WHAT YOU SHOULD DO: Please retype the lines in the entries below exactly as they appear, leaving out the pictures.
================
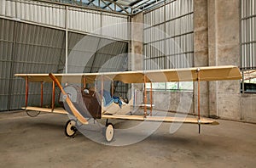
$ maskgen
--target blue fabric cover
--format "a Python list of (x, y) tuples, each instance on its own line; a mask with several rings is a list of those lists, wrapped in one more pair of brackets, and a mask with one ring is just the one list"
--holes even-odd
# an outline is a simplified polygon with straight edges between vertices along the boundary
[(113, 102), (115, 104), (118, 104), (119, 107), (122, 108), (122, 101), (120, 100), (119, 97), (113, 96)]
[(109, 104), (113, 102), (113, 98), (111, 98), (110, 92), (103, 90), (103, 97), (104, 97), (104, 105), (108, 106)]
================
TASK RESULT:
$ maskgen
--target blue fabric cover
--format "a Python list of (x, y) tuples, each instance on its own line; a mask with several rings is a list of those lists, wrapped in one more pair of brackets, and a mask with one ring is just the one list"
--holes even-odd
# an outline is a simplified polygon with straight edges between vertices along the boundary
[(113, 102), (115, 104), (118, 104), (119, 107), (122, 108), (122, 101), (120, 100), (119, 97), (113, 96)]
[(109, 104), (113, 102), (113, 98), (111, 98), (110, 92), (103, 90), (103, 97), (104, 97), (104, 105), (108, 106)]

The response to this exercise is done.